++++ GIVEN PASSAGE
May 30, 2013

Update of diagnostic coding system rolls on

In health care, narrative descriptions of symptoms, diseases, injuries, complaints, disabilities and procedures are routinely transformed into numeric or alphanumeric codes, facilitating billing, clinical research and the analysis of health care cost and quality.

In health care, narrative descriptions of symptoms, diseases, injuries, complaints, disabilities and procedures are routinely transformed into numeric or alphanumeric codes, facilitating billing, clinical research and the analysis of health care cost and quality.

For example, 780.52 is insomnia, 571.4 is chronic hepatitis and 380.12 is acute swimmer’s ear.

By Oct. 1, 2014, U.S. health care payers and providers will adopt a modified and greatly expanded version of the code set used for diagnoses and inpatient procedures. The ICD-10 code set — International Classification of Disease and Related Health Problems, Tenth Revision — will replace ICD-9, which has been in use in the United States since 1979.

The switch was originally planned for October 2013 but the Department of Health and Human Services pushed the deadline back a year to give health care providers additional time to prepare.
++++++++
++++ LISTED ENTRIES
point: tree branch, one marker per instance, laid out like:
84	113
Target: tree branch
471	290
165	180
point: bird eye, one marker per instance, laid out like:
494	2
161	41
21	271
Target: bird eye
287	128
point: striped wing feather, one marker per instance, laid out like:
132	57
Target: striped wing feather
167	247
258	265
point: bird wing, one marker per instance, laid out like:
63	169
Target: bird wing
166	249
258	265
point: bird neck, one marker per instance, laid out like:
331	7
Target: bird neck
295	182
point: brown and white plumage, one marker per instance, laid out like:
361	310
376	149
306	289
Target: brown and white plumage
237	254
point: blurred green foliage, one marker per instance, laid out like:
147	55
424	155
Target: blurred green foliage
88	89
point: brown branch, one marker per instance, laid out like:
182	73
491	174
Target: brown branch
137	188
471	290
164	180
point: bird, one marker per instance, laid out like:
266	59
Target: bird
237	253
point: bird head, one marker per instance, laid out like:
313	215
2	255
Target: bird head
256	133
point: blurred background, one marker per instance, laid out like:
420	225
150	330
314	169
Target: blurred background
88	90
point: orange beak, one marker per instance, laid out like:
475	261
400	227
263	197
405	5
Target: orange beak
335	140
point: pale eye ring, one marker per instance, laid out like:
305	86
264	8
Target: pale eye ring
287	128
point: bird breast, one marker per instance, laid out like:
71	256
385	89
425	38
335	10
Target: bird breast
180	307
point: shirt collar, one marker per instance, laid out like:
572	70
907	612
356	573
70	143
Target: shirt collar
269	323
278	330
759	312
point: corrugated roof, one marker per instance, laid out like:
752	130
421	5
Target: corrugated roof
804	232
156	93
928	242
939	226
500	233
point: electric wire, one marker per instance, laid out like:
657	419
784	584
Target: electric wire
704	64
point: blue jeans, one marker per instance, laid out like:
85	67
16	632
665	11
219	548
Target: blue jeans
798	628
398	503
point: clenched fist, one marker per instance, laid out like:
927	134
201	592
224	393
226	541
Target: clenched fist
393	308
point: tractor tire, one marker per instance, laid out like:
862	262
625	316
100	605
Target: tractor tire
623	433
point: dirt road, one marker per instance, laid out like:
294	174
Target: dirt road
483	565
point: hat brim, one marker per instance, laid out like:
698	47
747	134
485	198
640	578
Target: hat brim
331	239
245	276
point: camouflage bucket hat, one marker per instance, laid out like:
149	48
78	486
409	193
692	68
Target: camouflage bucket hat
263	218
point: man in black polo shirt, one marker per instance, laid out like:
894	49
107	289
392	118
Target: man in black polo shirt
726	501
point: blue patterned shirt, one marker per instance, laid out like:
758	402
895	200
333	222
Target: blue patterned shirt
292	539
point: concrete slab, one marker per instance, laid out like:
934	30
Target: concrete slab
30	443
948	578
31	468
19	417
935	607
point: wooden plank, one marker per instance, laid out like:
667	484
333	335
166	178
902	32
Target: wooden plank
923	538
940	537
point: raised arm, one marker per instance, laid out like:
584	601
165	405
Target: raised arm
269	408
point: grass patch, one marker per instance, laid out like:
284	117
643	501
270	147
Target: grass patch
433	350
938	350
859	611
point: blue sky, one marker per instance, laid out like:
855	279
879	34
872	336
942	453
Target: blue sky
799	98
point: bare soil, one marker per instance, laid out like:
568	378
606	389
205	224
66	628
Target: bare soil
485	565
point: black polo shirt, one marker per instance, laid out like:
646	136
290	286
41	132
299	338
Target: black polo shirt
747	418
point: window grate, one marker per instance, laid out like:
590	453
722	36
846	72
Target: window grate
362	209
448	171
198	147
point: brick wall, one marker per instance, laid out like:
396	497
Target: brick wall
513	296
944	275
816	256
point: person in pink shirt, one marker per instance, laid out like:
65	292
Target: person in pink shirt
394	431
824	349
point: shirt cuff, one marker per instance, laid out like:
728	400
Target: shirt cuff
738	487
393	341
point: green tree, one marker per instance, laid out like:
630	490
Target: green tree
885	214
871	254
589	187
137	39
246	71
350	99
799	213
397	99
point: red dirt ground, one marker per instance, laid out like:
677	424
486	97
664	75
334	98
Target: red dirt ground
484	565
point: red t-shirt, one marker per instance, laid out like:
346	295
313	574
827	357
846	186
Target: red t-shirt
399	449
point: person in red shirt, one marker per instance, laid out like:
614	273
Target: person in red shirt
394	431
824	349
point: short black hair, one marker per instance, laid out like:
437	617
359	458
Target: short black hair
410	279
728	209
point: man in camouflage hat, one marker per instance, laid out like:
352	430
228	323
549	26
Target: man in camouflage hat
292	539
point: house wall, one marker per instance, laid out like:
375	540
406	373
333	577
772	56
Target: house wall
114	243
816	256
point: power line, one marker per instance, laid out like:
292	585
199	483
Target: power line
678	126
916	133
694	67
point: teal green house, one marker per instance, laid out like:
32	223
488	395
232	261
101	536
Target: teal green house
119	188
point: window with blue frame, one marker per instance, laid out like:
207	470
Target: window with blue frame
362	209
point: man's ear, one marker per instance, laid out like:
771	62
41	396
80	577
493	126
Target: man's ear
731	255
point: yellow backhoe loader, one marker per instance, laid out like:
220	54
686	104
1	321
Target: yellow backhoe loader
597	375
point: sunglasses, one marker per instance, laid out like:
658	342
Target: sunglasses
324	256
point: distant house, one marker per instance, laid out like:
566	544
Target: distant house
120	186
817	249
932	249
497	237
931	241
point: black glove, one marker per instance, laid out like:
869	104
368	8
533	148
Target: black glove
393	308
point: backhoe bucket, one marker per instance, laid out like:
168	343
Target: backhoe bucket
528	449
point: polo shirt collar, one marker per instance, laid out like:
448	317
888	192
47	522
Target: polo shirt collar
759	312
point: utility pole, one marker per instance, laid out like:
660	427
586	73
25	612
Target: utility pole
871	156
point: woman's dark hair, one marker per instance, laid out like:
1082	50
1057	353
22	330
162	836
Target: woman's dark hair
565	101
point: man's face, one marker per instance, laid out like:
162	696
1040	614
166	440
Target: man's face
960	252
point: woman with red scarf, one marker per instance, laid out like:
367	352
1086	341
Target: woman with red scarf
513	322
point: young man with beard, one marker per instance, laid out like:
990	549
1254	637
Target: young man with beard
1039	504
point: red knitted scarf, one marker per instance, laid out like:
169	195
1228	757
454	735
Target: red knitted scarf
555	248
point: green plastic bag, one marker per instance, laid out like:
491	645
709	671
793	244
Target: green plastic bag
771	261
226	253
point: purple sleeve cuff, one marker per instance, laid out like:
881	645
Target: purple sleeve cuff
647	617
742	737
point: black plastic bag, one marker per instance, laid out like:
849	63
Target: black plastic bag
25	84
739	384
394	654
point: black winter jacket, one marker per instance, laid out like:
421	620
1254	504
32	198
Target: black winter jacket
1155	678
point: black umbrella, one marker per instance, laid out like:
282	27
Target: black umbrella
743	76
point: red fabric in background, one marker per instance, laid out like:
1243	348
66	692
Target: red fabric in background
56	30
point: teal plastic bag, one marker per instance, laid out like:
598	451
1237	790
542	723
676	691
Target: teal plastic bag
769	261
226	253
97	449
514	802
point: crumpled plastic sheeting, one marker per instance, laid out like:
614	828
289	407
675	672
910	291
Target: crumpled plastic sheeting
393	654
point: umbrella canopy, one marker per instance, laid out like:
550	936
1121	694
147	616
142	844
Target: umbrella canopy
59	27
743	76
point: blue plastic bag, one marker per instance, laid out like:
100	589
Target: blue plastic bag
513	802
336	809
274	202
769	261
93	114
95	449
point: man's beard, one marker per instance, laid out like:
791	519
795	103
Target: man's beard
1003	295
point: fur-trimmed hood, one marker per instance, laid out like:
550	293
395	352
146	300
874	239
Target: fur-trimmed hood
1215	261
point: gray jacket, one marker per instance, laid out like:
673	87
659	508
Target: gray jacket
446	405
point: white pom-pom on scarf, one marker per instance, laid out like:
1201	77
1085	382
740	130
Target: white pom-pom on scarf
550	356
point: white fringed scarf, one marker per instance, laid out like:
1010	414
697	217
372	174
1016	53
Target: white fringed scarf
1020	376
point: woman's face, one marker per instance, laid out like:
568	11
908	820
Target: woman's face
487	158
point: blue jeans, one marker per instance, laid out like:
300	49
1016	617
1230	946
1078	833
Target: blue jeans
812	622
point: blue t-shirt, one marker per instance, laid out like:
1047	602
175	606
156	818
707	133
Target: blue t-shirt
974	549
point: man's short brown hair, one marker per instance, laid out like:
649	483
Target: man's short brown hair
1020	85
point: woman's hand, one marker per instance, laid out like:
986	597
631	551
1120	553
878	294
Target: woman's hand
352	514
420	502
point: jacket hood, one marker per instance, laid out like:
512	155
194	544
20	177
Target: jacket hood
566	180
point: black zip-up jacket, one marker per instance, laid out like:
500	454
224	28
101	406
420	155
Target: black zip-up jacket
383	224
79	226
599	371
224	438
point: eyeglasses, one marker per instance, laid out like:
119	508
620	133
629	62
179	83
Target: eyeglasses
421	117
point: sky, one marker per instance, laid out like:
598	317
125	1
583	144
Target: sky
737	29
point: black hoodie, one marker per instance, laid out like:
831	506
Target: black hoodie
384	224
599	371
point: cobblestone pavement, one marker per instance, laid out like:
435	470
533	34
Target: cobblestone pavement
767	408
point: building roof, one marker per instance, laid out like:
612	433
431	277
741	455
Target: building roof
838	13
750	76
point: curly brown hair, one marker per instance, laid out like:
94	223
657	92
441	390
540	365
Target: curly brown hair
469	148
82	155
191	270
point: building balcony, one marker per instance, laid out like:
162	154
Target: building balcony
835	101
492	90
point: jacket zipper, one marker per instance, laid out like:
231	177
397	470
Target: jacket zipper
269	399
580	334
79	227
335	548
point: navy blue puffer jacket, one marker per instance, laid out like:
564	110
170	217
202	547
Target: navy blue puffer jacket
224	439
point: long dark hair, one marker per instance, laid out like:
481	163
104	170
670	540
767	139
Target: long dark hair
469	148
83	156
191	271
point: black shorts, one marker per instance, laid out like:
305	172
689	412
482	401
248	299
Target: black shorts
++++++++
§ YOUR OBJECTIVE:
Repeat the diagnostic coding article's wording between "For example, 780.52" and "States since 1979.", inclusive, changing "payers" to "insurers".

§ TASK RESPONSE:
For example, 780.52 is insomnia, 571.4 is chronic hepatitis and 380.12 is acute swimmer’s ear.

By Oct. 1, 2014, U.S. health care insurers and providers will adopt a modified and greatly expanded version of the code set used for diagnoses and inpatient procedures. The ICD-10 code set — International Classification of Disease and Related Health Problems, Tenth Revision — will replace ICD-9, which has been in use in the United States since 1979.